• **Exercise description**: An exact reproduction of the records is required, with all pictures omitted.

(Photo-based referring expression data)
=== Section Start ===
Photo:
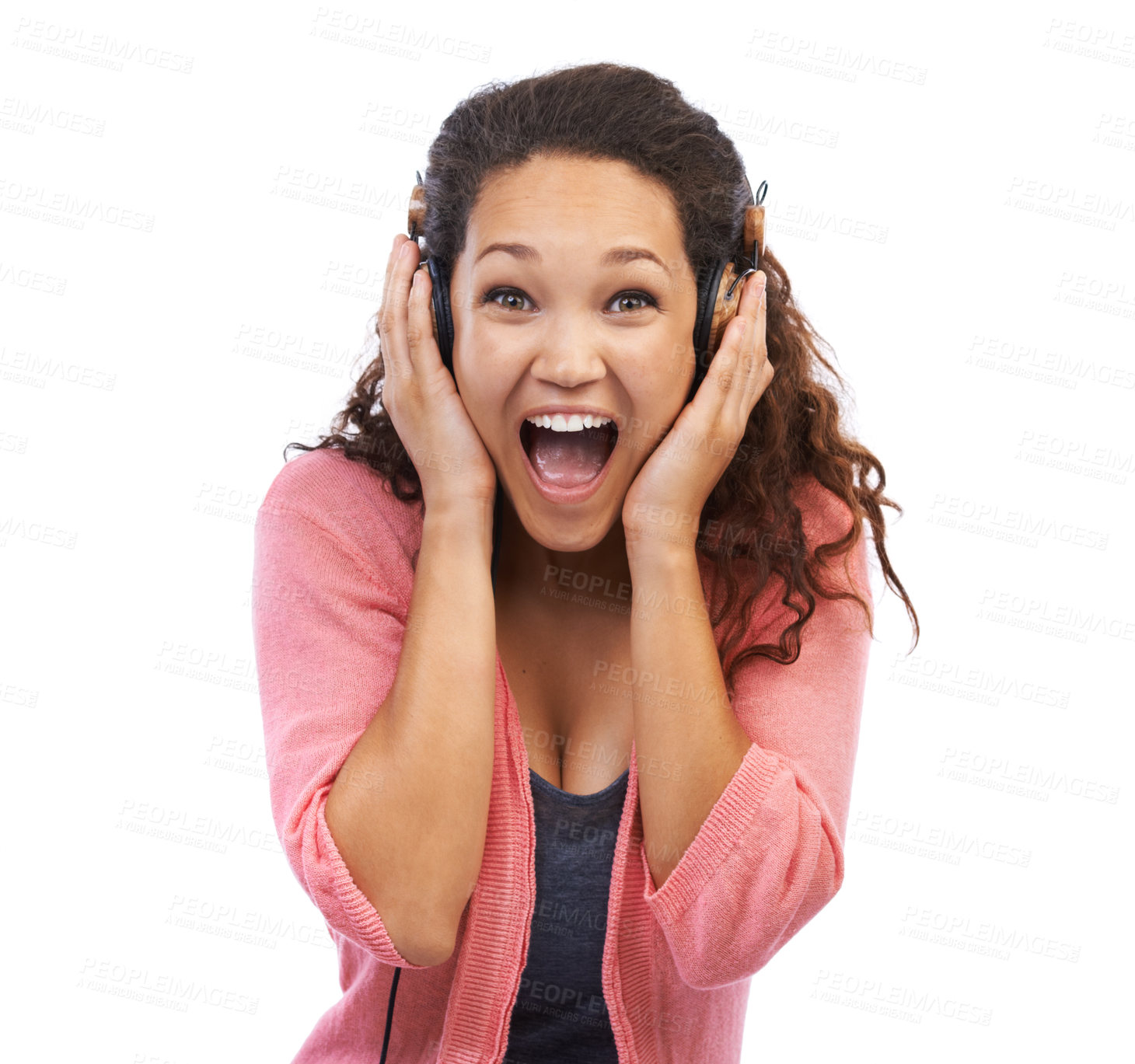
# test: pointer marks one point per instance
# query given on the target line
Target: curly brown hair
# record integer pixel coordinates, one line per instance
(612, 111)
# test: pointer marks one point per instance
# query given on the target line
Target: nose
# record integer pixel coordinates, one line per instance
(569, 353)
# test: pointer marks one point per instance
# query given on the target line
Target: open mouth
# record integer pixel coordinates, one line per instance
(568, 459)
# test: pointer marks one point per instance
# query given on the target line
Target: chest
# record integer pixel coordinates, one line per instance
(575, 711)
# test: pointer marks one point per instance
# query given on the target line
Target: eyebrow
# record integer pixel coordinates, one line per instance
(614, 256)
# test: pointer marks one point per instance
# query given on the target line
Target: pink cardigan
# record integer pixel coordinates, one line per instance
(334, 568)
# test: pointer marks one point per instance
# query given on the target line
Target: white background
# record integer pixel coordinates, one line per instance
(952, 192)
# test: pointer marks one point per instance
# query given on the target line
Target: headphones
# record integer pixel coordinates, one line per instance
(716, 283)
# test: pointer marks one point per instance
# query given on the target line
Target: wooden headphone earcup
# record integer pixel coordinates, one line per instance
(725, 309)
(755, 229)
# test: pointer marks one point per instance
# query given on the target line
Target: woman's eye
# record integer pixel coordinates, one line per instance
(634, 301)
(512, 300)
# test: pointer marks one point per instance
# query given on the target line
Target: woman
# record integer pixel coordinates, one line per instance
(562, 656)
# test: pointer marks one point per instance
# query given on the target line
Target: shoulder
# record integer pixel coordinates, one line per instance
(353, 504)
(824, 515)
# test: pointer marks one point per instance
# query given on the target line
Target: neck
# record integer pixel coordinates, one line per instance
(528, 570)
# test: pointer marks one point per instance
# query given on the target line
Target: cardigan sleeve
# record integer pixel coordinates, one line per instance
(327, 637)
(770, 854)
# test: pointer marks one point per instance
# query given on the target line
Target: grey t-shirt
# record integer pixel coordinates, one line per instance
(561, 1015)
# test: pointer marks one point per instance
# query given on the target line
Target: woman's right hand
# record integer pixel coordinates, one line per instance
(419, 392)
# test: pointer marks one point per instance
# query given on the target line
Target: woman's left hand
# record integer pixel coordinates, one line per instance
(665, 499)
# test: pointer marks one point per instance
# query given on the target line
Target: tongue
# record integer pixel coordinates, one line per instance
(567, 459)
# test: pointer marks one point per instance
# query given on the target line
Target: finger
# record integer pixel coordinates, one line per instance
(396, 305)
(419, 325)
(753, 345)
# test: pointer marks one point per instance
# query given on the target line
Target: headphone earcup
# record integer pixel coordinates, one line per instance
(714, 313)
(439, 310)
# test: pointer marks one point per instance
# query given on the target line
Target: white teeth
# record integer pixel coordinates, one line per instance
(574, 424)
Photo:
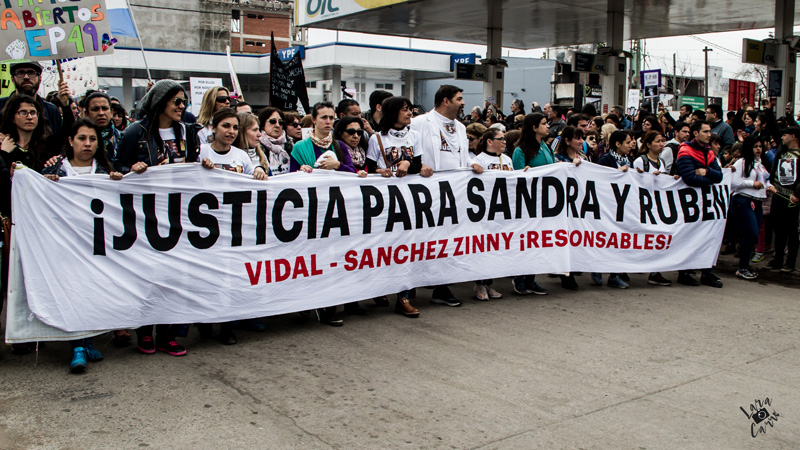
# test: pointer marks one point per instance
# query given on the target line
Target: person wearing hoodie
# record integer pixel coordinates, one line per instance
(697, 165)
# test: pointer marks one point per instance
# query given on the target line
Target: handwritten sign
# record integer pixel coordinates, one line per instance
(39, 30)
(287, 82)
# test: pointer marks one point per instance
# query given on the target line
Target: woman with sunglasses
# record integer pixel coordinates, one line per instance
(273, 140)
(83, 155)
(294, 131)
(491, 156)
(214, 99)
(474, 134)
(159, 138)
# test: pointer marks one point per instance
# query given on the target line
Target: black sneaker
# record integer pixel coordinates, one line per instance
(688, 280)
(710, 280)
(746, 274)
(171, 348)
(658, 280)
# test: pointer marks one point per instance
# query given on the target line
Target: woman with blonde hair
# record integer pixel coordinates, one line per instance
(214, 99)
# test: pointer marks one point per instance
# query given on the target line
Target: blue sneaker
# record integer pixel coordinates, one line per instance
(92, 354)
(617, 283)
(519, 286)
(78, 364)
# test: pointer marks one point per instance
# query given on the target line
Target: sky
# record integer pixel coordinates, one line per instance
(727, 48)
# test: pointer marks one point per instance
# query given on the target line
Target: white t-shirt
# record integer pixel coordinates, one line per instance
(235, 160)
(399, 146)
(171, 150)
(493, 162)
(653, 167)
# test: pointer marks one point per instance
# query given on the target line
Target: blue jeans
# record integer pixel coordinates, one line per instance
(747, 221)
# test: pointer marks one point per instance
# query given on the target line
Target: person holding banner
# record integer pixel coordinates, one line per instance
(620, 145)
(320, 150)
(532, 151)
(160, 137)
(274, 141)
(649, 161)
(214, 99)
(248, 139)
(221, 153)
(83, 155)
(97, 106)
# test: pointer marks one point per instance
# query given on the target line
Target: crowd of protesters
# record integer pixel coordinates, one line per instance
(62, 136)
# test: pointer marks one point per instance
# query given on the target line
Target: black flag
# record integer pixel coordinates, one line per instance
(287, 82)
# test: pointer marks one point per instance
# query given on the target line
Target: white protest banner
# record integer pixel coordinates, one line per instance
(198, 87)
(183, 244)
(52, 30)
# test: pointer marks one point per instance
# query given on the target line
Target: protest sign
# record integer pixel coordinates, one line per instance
=== Section End ===
• **Task output**:
Photo:
# test: pointer marks one point per instance
# query given on the target line
Target: curly brown hair
# record integer pixel coordinates, one line per instance
(612, 111)
# test: pointer marks one point per instance
# query given on the target line
Target: nose
# record integer pixel coordinates, one line per instance
(569, 353)
# test: pointer marks one point per instance
# query given on the target line
Target: open mouth
# record integer pixel coordinates, one line per instance
(568, 459)
# test: pointer marks one point per instance
# query given on the target line
Target: chest
# record integer pixel coordinates, one line per instance
(575, 711)
# test: pointer marks one point per instance
# query given on the target line
Target: eyebrow
# record integer pixel coordinates, one line per instance
(614, 256)
# test: pointer marks one point per instance
# query given on the target line
Target: pink cardigan
# record integer pixel coordinates, one line per instance
(334, 568)
# test: pointer marks one point per instance
# query given on the target line
Target: white background
# record integer pixel coordinates, one line per instance
(952, 192)
# test: pointer marks one point per instance
# query given on the target line
Target: headphones
# record integer pixel coordinates, one line per instance
(716, 283)
# test: pointer marks one point per instance
# query given on the target line
Target: wooden headphone earcup
# record integer pixel coordinates, one line per instance
(725, 309)
(755, 229)
# test: pointer marks one point per instance
# query given on the target line
Target: woman's eye
# record integer pixel coordinates, one line per instance
(634, 301)
(512, 300)
# test: pointer marks one point per instance
# query given on the target line
Target: woman
# record integer pixel coordinates, one line per instance
(562, 656)
# test: pointer marks one point per instance
# query given on the target line
Target: shoulder
# record integer pixel coordinates, one line per instance
(353, 504)
(824, 515)
# test: pointer marks one point per instance
# query given on the target line
Target: neck
# record integer pixel coordinates, one line per instance
(528, 570)
# test: pointer marks one point per instance
# query given on the target line
Target: cardigan sleeve
# record integer pixel coordinates, one line per instance
(327, 637)
(770, 854)
# test: pointer marks one point per instance
# query given on the target line
Target: grey t-shirt
# record integer pixel coordinates, one line per instance
(561, 1015)
# test: pointer marks one point per instance
# query given on the target line
Target: woman's right hand
# record integer pixel coordinates, one line per instance
(419, 392)
# test: pointer marks one point per instance
# query given on the target line
Target: woman's left hand
# record integer pixel coordinates, one line per instance
(665, 499)
# test: pointer marks one point per instance
# query given on the target line
Target: tongue
# record integer pixel coordinates, one line per instance
(567, 459)
# test: pointer marks one point per instance
# query given on the target line
Target: finger
# record integer pixel coordinates, one line per instance
(396, 305)
(419, 325)
(753, 345)
# test: pointer marks one point per instance
# query given on the target line
Target: headphone earcup
# record integer pixel coordinates, one line per instance
(714, 313)
(439, 310)
# test: pointer marks one point per instance
# query given on the target line
Target: white teeth
# record integer pixel coordinates, one line per instance
(574, 424)
Photo:
# test: pointer marks one point per instance
# query given on the target line
Target: person wearing hoodie
# record integer pixel coordinates, one line per instance
(697, 165)
# test: pointer marks one point per instance
# query given on the target line
Target: handwritten sign
# record integer pixel coordinates, one line per instance
(39, 30)
(287, 82)
# test: pointer marks one point per instance
# query given on the target line
Target: woman with sunglasses
# record integer pixel coordinates, one line per instance
(273, 140)
(83, 155)
(294, 131)
(491, 156)
(214, 99)
(474, 134)
(159, 138)
# test: pointer marks one point per instance
# query given on the target line
Target: black sneaker
# record integer pixel coordinates, one line per instance
(688, 280)
(710, 280)
(746, 274)
(171, 348)
(658, 280)
# test: pointer marks one point per instance
# query given on the target line
Target: woman with blonde hair
# record integer pixel coordinates, one line per instance
(214, 99)
# test: pointer marks one point per instance
# query given on the target line
Target: blue sneaker
# record integer pixel coordinates, one line per instance
(92, 354)
(617, 283)
(519, 286)
(78, 364)
# test: pointer marks one point per instance
# query given on the target line
Target: sky
# record integer pixel coordinates, one line per instance
(727, 48)
# test: pointer marks one point per instance
# query given on the target line
Target: white t-shirt
# record integer pixel coordinates, one line per instance
(235, 160)
(399, 146)
(171, 150)
(493, 162)
(653, 167)
# test: pointer marks one point per instance
# query given on the target line
Target: blue jeans
# record integer pixel coordinates, one line per instance
(747, 221)
# test: pointer marks one point per instance
# query given on the target line
Target: person holding banner
# record integer pixel coordinates, one line per instance
(620, 145)
(320, 150)
(532, 151)
(160, 137)
(274, 141)
(649, 161)
(214, 99)
(248, 139)
(221, 153)
(83, 155)
(97, 106)
# test: pointer marks one point per instance
# query given on the target line
Target: crowd of protesters
# record integer pixel coordinates, one line per instance
(62, 136)
# test: pointer marks one point per instance
# query given on the target line
Target: black flag
# record integer pixel coordinates, one line per instance
(287, 82)
# test: pointer marks one point per instance
# query given on the target line
Target: white protest banner
# record integer pixel coordinates, one line per instance
(198, 87)
(183, 244)
(52, 30)
# test: pointer marks one point per instance
# query given on the target line
Target: protest sign
# record integer pixel coordinates, one line per instance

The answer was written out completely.